Elke school heeft het recht om zelf te beslissen of meisjes met een hoofddoek al dan niet welkom zijn. Maar laat dit u, als minister van Onderwijs, niet tegenhouden om dit thema stevig aan te pakken. Omdat u behalve minister van Onderwijs, ook minister van Jeugd én Gelijke kansen bent, bent u bij uitstek de persoon die in deze discussie het verschil kan maken.
Verbieden helpt niet
Vanuit het idee om meisjes te beschermen tegen externe druk, wordt hun schoolkeuze beperkt. Vermeende onderdrukking ruilen we in voor een verbod. En in heel de discussie heeft nauwelijks iemand oren naar de redenen waarom meisjes ervoor kiezen om een hoofddoek te dragen.
Met een hoofddoekenverbod krijgt een belangrijke groep minderjarigen – alsook hun omgeving – het signaal dat deelaspecten van hun cultuur geen plek en aandacht verdienen in het onderwijs. U, als minister van Jeugd en van Onderwijs, moet er toch op toezien dat binnen het onderwijs de kinderrechten gewaarborgd zijn. Daar hoort het recht op vrijheid van godsdienst toch bij?

Gegeven materiaal:
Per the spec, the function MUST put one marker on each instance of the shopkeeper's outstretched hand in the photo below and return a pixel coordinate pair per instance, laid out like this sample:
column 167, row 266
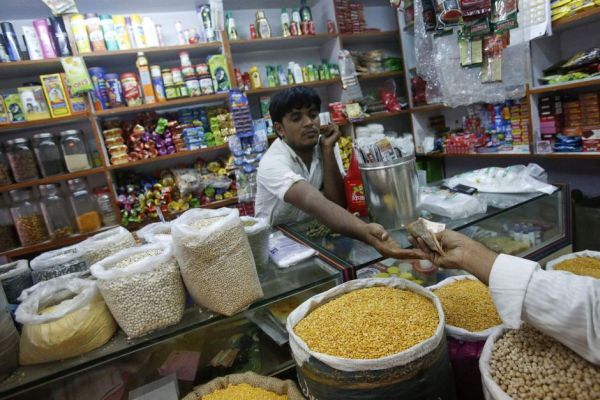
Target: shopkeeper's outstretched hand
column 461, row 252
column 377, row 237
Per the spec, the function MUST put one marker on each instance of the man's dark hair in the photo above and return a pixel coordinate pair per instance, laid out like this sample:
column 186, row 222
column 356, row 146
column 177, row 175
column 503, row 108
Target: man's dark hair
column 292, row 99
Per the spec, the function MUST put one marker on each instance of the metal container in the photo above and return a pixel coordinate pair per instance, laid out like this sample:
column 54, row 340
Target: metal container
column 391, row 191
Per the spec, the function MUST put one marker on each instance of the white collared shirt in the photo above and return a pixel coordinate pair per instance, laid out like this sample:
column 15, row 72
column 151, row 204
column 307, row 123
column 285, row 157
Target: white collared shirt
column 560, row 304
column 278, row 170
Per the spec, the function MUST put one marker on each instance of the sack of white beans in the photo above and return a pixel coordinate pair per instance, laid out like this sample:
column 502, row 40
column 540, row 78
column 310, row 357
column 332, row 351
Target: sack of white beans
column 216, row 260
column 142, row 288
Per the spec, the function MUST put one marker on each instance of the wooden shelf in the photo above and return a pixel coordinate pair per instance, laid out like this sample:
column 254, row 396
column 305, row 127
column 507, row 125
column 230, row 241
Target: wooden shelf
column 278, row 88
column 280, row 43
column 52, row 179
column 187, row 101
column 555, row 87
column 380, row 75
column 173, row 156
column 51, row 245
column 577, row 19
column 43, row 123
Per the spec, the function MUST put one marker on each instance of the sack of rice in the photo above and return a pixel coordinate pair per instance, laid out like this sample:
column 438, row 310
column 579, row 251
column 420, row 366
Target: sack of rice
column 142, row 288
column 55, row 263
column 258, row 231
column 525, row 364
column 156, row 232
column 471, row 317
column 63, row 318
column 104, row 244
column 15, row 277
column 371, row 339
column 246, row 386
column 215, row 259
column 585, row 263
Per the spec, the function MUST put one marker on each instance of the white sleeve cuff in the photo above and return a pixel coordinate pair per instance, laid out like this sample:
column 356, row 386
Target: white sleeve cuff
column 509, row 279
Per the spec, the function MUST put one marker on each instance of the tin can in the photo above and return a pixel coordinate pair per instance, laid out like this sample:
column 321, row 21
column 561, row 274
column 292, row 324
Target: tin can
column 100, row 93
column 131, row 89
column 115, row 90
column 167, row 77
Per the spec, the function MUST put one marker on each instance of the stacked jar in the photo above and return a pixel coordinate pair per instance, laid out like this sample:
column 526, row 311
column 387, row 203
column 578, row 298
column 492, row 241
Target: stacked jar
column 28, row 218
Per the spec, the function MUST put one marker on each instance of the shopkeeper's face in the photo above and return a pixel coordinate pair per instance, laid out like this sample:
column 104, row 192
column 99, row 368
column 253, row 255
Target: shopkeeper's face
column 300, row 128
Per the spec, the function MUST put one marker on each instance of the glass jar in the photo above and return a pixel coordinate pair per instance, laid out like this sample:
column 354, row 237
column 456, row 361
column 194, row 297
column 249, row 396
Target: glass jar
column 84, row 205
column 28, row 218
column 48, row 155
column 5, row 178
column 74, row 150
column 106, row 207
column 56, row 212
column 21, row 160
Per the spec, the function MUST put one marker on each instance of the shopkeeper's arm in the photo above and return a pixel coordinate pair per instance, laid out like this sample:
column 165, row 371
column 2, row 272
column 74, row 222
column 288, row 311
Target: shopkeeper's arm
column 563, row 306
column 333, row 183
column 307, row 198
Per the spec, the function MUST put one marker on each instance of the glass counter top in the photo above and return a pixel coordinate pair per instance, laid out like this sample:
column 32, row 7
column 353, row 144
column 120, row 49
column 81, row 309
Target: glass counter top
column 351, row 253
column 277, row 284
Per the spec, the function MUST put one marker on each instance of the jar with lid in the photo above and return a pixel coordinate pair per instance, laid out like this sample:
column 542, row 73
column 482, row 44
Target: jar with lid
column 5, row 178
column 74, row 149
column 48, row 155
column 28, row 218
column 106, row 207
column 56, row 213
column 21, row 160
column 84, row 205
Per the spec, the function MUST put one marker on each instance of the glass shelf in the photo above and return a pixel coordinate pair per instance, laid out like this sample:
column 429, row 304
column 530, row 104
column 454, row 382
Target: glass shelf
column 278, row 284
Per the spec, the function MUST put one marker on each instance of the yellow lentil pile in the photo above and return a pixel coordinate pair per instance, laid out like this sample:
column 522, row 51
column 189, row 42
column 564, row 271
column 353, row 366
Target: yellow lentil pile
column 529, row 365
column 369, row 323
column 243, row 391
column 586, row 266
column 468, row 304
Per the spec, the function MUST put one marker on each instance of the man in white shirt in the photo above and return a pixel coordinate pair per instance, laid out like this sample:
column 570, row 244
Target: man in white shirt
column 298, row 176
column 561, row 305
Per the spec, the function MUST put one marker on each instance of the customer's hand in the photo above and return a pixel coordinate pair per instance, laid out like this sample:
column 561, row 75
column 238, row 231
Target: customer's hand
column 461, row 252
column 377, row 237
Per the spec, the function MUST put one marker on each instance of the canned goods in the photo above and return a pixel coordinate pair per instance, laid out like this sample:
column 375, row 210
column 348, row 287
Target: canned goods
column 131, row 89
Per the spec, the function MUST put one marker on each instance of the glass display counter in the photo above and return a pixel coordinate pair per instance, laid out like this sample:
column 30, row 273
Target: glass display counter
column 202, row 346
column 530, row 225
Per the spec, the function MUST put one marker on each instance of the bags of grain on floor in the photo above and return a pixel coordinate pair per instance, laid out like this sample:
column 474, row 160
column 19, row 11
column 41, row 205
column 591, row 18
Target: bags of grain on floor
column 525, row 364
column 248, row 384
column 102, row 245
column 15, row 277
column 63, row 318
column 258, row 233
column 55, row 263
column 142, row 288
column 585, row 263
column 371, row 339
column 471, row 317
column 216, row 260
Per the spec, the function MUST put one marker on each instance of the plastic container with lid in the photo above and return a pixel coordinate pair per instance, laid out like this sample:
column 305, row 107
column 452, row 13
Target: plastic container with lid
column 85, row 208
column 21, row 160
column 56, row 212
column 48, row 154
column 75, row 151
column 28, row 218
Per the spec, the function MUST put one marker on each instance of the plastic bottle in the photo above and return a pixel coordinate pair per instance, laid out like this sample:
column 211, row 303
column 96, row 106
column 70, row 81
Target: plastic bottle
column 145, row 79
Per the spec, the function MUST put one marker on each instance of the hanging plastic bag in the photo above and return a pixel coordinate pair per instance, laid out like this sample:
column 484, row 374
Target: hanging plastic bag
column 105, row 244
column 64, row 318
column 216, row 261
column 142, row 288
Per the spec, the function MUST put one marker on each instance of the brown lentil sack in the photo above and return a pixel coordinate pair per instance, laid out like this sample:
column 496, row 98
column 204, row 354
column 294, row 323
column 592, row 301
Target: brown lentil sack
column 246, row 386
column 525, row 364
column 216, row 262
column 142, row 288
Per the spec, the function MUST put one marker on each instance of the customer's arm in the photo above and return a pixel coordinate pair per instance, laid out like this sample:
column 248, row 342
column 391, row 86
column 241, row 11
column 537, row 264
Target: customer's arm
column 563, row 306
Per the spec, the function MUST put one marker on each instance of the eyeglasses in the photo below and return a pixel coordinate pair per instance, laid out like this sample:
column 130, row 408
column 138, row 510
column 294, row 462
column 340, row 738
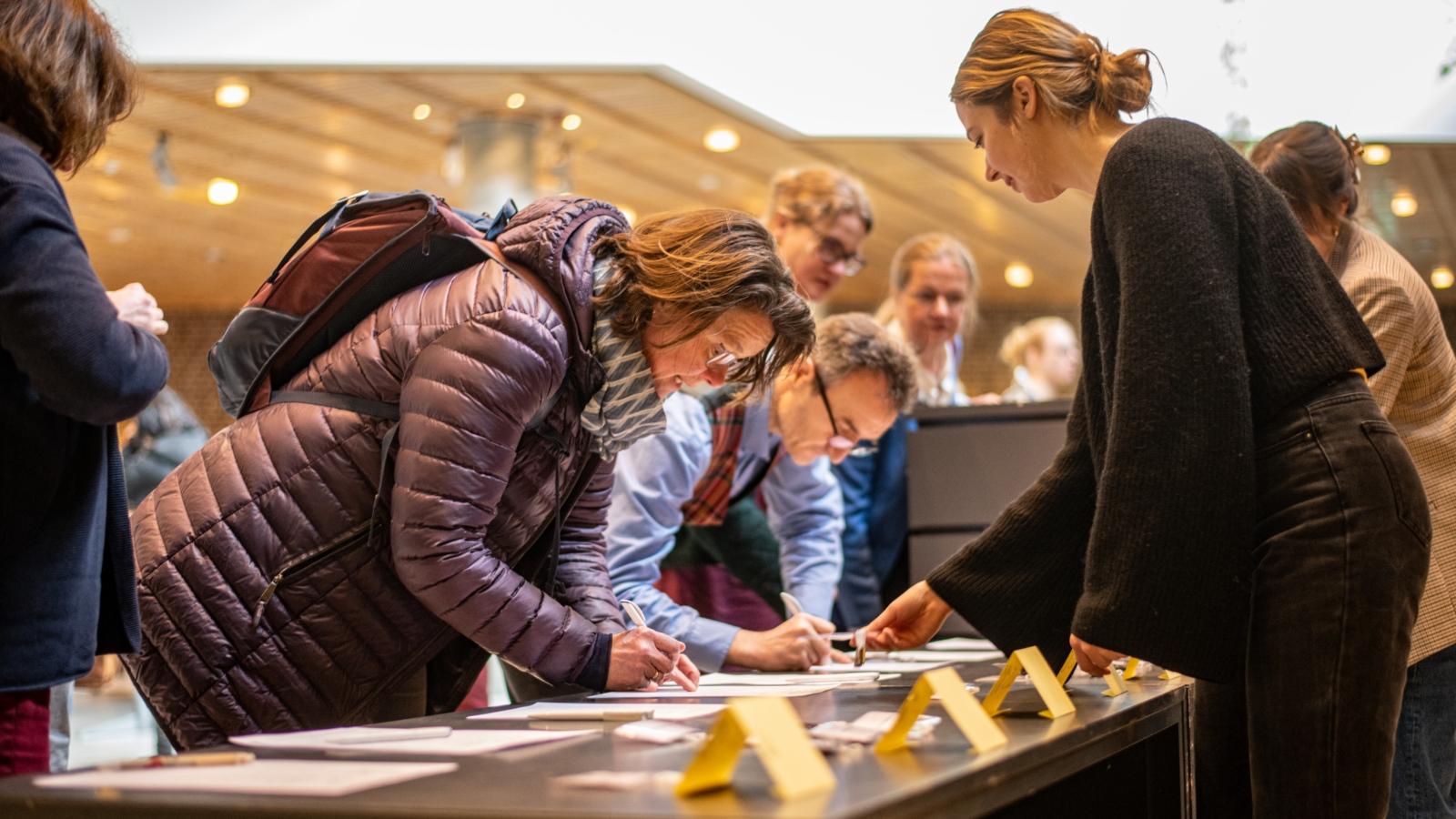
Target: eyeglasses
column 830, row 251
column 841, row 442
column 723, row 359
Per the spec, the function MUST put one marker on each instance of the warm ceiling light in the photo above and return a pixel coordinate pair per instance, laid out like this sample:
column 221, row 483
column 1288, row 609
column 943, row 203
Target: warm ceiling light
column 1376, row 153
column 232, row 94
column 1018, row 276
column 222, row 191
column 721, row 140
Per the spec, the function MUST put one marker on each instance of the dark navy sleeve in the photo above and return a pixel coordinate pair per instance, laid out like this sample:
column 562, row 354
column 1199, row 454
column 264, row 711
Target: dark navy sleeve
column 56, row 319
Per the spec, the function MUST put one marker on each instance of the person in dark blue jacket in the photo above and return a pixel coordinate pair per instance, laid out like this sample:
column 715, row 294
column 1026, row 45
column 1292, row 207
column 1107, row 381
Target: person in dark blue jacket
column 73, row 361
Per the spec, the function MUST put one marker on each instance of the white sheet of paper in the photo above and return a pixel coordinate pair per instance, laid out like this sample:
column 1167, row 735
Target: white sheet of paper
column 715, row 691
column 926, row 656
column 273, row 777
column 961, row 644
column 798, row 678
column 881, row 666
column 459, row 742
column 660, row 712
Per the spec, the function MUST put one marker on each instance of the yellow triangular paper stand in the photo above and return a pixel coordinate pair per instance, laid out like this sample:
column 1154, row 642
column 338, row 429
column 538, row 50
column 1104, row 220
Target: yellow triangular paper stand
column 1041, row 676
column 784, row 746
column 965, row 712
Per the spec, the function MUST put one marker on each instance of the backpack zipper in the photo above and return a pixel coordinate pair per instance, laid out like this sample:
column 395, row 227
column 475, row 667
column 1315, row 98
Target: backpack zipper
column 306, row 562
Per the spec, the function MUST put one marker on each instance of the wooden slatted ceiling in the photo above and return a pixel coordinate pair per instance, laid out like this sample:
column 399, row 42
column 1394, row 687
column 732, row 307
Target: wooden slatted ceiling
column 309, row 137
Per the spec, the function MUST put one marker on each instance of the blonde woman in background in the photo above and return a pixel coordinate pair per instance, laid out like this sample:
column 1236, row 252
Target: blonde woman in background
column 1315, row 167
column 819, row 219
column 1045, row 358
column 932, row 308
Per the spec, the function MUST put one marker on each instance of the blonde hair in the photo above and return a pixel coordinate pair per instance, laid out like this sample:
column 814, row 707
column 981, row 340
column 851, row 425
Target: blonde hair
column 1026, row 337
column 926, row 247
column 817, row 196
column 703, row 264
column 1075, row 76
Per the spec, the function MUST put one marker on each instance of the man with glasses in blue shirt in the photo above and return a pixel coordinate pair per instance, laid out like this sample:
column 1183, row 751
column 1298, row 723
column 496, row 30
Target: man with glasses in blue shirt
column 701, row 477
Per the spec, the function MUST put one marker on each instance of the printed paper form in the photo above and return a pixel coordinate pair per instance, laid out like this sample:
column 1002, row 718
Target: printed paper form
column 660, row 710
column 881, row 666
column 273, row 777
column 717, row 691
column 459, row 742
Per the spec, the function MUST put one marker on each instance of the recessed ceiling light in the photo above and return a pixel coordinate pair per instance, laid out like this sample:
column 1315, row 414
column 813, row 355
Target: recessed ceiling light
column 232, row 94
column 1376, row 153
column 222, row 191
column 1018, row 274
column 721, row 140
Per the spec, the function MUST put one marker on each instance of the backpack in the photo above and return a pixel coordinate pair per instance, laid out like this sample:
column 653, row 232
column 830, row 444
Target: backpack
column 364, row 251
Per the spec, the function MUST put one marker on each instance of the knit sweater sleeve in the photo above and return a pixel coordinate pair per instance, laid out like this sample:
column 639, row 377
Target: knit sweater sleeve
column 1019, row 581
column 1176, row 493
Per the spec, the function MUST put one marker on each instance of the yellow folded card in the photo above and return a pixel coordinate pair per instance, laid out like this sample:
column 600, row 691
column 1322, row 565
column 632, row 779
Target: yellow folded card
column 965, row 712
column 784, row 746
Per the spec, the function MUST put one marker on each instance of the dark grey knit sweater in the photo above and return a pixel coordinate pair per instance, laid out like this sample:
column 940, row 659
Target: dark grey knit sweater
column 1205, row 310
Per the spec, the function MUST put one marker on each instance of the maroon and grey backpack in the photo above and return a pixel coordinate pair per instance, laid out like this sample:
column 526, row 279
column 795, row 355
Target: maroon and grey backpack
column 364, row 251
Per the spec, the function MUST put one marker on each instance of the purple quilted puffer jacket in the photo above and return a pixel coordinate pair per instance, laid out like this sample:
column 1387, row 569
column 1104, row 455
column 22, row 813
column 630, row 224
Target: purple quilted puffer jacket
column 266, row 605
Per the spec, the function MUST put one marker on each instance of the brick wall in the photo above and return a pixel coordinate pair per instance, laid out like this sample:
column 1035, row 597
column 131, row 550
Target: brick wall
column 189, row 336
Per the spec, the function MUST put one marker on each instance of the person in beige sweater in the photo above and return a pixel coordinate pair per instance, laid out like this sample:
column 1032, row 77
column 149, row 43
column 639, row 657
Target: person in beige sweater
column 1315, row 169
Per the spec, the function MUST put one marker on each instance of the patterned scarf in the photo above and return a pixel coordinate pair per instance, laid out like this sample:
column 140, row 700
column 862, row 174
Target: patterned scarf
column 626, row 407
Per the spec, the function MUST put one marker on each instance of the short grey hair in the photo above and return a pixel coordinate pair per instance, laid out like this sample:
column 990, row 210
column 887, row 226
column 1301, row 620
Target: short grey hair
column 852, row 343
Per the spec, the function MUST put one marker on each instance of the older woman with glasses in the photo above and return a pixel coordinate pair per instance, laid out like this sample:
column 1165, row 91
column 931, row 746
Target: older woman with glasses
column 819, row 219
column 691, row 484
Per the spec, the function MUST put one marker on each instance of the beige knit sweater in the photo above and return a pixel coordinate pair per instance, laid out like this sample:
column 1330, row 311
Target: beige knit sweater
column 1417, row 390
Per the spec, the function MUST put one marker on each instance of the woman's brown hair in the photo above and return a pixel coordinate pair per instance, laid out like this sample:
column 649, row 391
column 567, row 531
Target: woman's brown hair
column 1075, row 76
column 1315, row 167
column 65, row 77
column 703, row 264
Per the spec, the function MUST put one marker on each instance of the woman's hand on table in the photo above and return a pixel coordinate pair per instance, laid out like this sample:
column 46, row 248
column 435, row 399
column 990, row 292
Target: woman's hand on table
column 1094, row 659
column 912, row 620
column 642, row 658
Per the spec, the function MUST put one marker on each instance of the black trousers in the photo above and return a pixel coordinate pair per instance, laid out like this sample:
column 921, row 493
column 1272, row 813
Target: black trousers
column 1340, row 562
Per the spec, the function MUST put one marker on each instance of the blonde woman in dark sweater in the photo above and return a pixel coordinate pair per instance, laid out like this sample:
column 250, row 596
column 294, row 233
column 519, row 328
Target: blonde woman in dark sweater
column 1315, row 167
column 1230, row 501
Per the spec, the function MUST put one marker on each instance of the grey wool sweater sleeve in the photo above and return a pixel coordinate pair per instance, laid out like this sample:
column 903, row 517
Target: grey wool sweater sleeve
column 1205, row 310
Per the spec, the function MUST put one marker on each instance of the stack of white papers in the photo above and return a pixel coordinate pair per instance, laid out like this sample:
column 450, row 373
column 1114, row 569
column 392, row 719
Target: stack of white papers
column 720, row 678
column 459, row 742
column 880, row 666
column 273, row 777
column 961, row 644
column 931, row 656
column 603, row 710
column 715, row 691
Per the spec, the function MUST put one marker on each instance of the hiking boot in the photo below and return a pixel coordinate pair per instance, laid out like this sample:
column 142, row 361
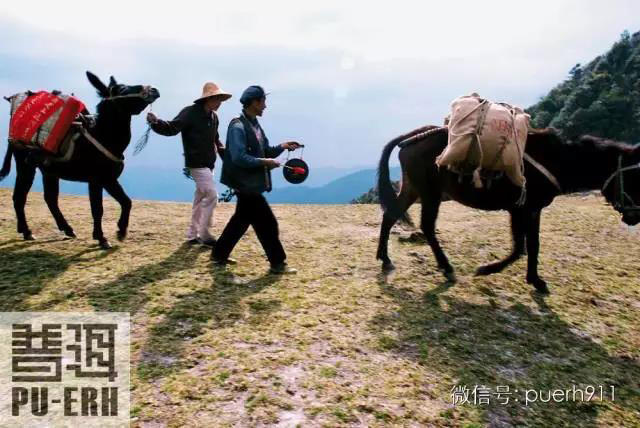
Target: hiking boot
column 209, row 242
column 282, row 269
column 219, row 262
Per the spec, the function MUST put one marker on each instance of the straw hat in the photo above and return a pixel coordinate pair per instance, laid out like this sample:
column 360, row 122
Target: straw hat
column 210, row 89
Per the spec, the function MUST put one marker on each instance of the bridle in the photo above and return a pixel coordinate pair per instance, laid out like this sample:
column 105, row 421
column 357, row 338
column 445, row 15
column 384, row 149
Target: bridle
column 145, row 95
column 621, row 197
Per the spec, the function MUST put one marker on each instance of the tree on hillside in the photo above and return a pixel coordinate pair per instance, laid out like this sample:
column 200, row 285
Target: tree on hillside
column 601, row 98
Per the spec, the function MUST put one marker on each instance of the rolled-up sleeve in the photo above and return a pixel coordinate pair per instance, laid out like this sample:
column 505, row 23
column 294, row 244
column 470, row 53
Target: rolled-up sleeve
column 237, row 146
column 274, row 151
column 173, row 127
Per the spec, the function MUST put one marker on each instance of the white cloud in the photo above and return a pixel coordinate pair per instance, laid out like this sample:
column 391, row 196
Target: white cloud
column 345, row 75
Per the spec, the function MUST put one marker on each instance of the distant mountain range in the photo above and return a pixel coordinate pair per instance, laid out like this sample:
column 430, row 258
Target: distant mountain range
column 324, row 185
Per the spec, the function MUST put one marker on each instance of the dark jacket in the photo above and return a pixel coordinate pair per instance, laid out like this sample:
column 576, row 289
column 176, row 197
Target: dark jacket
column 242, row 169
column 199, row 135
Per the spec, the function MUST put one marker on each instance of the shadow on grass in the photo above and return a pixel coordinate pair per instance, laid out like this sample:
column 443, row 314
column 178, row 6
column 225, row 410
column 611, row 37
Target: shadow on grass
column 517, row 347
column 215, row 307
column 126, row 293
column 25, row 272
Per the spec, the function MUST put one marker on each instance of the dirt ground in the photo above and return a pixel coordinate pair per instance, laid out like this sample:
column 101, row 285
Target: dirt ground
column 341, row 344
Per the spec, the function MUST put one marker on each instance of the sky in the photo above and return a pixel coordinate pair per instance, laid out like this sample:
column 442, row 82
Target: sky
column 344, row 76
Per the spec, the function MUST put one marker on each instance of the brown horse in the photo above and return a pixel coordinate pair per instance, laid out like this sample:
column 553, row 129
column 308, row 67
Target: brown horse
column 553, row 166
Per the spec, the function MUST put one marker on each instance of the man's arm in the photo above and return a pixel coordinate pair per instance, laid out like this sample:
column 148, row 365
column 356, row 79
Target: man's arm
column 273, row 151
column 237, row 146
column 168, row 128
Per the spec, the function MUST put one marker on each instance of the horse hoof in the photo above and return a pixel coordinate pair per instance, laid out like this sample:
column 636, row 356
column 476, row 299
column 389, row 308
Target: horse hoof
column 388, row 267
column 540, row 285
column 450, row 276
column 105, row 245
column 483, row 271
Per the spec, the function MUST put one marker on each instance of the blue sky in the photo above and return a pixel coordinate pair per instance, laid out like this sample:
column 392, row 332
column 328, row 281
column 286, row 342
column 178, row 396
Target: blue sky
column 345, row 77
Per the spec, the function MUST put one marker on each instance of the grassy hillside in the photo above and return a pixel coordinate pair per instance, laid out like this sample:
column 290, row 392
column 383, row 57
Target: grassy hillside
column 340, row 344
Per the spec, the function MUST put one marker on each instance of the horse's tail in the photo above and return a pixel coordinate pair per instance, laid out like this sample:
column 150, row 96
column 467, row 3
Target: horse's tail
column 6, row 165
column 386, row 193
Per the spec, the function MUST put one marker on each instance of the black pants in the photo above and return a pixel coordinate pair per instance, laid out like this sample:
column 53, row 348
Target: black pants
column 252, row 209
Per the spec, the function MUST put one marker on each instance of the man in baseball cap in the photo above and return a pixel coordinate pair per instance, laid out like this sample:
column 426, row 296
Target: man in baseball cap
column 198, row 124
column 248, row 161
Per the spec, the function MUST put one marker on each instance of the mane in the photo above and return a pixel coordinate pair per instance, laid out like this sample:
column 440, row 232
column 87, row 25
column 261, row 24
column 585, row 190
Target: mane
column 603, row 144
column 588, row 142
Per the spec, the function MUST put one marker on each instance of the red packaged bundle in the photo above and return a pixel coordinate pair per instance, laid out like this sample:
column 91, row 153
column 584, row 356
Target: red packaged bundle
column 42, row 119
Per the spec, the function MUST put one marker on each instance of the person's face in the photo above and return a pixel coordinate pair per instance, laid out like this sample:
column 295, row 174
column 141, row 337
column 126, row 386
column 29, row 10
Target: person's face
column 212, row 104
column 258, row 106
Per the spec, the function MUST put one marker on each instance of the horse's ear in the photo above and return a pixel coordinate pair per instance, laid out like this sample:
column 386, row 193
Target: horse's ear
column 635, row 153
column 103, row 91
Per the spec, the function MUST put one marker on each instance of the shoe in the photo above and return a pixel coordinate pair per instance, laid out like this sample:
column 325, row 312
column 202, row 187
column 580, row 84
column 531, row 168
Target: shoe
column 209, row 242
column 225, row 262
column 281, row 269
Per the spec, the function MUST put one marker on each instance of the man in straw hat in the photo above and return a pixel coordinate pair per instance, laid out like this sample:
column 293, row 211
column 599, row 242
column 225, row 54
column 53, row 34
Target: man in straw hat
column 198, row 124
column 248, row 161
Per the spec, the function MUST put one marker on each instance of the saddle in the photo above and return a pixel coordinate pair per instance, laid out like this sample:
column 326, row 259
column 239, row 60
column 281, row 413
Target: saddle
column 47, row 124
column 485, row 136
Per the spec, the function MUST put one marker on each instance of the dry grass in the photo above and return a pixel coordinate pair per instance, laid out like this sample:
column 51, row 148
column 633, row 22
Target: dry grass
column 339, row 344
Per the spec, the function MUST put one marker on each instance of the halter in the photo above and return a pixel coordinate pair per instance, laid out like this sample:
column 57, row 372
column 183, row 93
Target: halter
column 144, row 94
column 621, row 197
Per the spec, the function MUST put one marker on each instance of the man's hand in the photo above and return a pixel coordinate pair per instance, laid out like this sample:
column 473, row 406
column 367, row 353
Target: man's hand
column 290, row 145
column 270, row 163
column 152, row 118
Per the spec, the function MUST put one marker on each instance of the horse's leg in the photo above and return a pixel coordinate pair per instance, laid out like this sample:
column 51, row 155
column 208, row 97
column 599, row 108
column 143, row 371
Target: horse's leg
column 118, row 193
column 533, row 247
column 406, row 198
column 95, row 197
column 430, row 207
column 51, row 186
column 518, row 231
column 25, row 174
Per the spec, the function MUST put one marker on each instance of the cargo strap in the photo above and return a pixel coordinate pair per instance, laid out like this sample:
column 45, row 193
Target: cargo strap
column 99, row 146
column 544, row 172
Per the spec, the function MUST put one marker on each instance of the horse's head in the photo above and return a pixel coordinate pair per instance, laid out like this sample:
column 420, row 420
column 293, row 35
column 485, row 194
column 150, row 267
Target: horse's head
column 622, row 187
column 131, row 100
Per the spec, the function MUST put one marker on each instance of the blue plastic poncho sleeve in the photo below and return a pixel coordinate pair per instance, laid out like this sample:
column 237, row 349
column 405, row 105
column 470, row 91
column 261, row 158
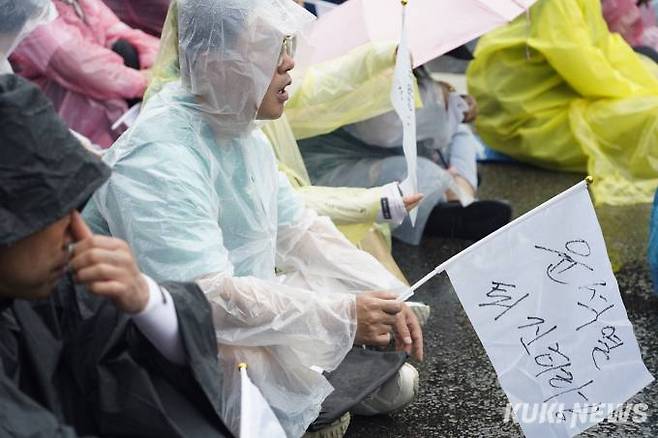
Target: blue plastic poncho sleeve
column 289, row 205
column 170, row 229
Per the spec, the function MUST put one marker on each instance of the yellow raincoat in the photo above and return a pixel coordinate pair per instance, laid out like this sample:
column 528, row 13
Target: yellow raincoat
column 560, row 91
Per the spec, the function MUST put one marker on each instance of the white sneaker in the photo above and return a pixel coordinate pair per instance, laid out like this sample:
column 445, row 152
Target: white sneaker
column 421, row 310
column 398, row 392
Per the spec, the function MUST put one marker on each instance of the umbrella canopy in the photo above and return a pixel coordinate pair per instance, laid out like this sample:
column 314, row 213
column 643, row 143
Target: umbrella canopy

De opdracht:
(A) Van welke drie beleidsdomeinen is de aangesproken persoon volgens de tekst over het hoofddoekenverbod minister?
(B) Citeer uit de tekst over het hoofddoekenverbod letterlijk het stuk van "Elke school heeft" tot "hoofddoek te dragen.".
(C) Vertaal deze zin uit de tekst over het hoofddoekenverbod in het Engels: "Vermeende onderdrukking ruilen we in voor een verbod."
Voor deze oefening heb je het materiaal niet nodig.

De antwoorden:
(A) Onderwijs, Jeugd en Gelijke kansen.

(B)
Elke school heeft het recht om zelf te beslissen of meisjes met een hoofddoek al dan niet welkom zijn. Maar laat dit u, als minister van Onderwijs, niet tegenhouden om dit thema stevig aan te pakken. Omdat u behalve minister van Onderwijs, ook minister van Jeugd én Gelijke kansen bent, bent u bij uitstek de persoon die in deze discussie het verschil kan maken.
Verbieden helpt niet
Vanuit het idee om meisjes te beschermen tegen externe druk, wordt hun schoolkeuze beperkt. Vermeende onderdrukking ruilen we in voor een verbod. En in heel de discussie heeft nauwelijks iemand oren naar de redenen waarom meisjes ervoor kiezen om een hoofddoek te dragen.

(C) We trade alleged oppression for a ban.